-- Given data --
▬▬▬

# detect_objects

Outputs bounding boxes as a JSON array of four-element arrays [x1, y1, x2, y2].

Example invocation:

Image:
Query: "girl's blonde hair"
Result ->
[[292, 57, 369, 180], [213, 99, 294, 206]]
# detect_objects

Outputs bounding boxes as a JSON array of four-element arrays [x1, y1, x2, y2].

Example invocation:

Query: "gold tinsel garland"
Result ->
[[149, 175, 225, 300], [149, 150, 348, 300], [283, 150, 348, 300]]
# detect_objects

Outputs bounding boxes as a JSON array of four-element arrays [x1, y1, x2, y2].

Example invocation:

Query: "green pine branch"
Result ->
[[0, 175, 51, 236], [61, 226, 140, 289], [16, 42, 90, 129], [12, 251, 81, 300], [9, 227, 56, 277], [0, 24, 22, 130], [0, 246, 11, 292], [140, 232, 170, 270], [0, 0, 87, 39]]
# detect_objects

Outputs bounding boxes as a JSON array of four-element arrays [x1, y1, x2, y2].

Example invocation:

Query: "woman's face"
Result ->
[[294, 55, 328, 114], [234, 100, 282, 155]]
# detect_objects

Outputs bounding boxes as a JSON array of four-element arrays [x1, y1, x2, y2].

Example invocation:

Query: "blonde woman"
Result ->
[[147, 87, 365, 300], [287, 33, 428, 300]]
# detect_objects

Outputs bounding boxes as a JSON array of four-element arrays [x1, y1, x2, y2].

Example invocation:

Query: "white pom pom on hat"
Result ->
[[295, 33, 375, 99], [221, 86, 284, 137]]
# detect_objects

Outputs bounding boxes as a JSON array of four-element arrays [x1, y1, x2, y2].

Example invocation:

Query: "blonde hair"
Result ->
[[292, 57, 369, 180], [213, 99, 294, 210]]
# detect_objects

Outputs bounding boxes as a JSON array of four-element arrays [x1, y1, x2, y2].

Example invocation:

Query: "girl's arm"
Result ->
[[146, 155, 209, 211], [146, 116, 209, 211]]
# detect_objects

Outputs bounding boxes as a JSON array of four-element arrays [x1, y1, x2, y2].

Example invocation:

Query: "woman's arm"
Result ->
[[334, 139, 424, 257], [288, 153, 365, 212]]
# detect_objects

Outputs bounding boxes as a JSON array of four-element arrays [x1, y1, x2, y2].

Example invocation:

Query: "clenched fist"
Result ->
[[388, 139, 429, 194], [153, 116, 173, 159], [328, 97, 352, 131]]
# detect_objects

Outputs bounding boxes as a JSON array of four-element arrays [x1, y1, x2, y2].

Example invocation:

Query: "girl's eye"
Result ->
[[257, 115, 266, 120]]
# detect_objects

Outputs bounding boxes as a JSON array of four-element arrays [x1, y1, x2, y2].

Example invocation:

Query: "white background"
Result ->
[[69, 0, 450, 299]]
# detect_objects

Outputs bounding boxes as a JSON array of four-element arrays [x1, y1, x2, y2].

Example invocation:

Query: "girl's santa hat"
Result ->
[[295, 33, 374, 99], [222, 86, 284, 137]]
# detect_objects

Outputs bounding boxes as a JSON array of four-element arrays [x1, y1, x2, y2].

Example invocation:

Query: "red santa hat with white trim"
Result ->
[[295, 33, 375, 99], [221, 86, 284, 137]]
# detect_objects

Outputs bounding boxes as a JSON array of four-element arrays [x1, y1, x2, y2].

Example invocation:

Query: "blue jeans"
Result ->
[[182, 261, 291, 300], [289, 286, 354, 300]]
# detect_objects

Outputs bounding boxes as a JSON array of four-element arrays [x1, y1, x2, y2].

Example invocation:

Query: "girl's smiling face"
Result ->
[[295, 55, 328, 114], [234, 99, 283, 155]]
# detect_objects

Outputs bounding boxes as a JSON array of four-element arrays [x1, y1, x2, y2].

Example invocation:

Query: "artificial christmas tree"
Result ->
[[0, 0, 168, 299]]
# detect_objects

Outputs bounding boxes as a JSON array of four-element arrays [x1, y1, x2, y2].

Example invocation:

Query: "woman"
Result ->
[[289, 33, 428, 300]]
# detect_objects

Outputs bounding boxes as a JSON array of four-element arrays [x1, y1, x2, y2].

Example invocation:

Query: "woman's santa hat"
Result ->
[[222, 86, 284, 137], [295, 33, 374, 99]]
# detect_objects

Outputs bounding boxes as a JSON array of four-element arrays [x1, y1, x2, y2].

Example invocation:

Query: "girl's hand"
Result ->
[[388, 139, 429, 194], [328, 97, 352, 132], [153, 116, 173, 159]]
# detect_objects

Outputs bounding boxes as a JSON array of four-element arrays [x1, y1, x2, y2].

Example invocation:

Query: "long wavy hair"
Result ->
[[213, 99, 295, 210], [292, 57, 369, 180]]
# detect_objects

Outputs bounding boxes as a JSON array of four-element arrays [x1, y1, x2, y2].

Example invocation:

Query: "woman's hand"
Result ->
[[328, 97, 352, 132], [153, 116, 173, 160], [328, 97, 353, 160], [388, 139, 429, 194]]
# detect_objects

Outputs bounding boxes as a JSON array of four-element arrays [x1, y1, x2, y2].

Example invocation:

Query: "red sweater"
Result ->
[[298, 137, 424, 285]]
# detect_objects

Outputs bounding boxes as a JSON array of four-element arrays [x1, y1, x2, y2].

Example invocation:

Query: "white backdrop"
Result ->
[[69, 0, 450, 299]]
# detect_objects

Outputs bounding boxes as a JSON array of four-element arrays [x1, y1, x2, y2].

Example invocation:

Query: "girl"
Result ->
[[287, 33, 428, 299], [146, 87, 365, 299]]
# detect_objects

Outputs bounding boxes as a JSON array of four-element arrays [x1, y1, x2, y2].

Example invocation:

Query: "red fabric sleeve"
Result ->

▬▬▬

-- Exercise requirements --
Rewrite the material from its first line through the line containing "[[292, 57, 369, 180], [213, 99, 294, 206]]", both ends included, and keep every other line unchanged. Scale each box coordinate in the answer by 0.8 and round it to a whole number, with halves going up.

-- Written response --
# detect_objects

Outputs bounding boxes as a JSON array of four-element arrays [x1, y1, x2, y2].

Example invocation:

Image:
Query: "girl's blonde hair"
Result ->
[[234, 46, 295, 144], [170, 79, 235, 165]]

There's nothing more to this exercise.